What is asked:
Extract all of the records below, reproducing every line verbatim.

Records to use:
━━━━

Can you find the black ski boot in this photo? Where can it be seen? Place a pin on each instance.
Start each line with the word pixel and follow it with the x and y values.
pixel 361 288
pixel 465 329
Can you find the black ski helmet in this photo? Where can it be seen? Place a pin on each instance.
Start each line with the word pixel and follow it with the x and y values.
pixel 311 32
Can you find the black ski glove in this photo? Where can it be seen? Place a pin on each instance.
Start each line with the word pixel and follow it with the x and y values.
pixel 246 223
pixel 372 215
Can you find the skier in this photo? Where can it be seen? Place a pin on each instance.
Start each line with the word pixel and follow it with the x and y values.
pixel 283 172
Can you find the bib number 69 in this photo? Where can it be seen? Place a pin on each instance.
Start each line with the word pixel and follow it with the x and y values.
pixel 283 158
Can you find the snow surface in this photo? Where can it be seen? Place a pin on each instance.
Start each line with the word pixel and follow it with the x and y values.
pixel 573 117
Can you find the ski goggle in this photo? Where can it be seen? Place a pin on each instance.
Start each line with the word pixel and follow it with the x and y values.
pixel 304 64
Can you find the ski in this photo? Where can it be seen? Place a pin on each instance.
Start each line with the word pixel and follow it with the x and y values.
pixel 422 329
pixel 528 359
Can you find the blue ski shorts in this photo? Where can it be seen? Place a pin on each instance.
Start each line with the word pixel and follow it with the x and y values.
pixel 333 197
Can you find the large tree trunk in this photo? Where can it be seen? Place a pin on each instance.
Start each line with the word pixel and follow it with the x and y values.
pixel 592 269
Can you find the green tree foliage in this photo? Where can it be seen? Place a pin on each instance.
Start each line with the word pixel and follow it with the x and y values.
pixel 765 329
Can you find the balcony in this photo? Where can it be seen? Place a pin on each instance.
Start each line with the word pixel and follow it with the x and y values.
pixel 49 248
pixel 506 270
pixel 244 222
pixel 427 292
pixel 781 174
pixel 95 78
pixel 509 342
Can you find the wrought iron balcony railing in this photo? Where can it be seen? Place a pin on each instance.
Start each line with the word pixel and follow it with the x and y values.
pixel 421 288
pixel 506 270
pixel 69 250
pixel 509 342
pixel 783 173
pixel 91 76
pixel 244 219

━━━━

Exercise output:
Can you find the black ski boot in this photo? Where can it be seen? Place a pin on each instance.
Start each line with the word pixel and follow it with the x and y values.
pixel 361 288
pixel 465 329
Can you find the black ski helmet in this photo? Where can it be seen? Place a pin on each instance.
Start each line with the word pixel and follow it with the x and y values.
pixel 311 32
Can you find the black ski glove in this photo? Where can it be seen? Place a pin on each instance.
Start each line with the word pixel and follow it with the x and y values.
pixel 246 223
pixel 372 215
Can you find the skier in this photo? Where can it be seen? Place a pin on each instance.
Start each line with the word pixel and follow it with the x and y values.
pixel 283 172
Can you find the bib number 69 in this photo? Where can it be seen? Place a pin on each instance.
Start each line with the word pixel and follow it with the x and y values.
pixel 283 158
Can you find the snow surface in this photo? Where can it be seen? Place a pin on each instance.
Start each line with the word pixel and follow it with the x and y values.
pixel 573 117
Can you find the ski goggle in this photo? Where can it be seen? Place a pin on each instance.
Start each line with the word pixel and follow it with the x and y values.
pixel 304 64
Can you find the ski in this photo? Where can it be seen? Place a pin on each instance.
Start each line with the word pixel and follow it with the x and y values.
pixel 422 329
pixel 528 359
Can you find the blue ski shorts in this photo? Where can it be seen? Place a pin on each instance.
Start each line with the word pixel and follow it with the x and y values.
pixel 333 197
Can you find the large tree trunk in this photo? Where can it be seen? Place a pin on each instance.
Start each line with the word pixel and follow it with the x and y values.
pixel 592 269
Can you find the green tree foliage in this photo? Where can it be seen? Place a pin on each instance.
Start each line with the word pixel and follow it with the x and y values.
pixel 765 329
Can you find the balcony in this photo? Where can it be seen? Place a pin on each instance.
Start each line with the word pixel and follow it with the x and y values.
pixel 49 248
pixel 506 270
pixel 244 222
pixel 427 292
pixel 781 174
pixel 95 78
pixel 509 342
Can you find the wrought iron balcony railing in this photo? Where can it be seen? Place a pin on each instance.
Start each line with the word pixel and follow it with the x and y values.
pixel 421 288
pixel 506 270
pixel 69 250
pixel 509 342
pixel 783 173
pixel 91 76
pixel 244 219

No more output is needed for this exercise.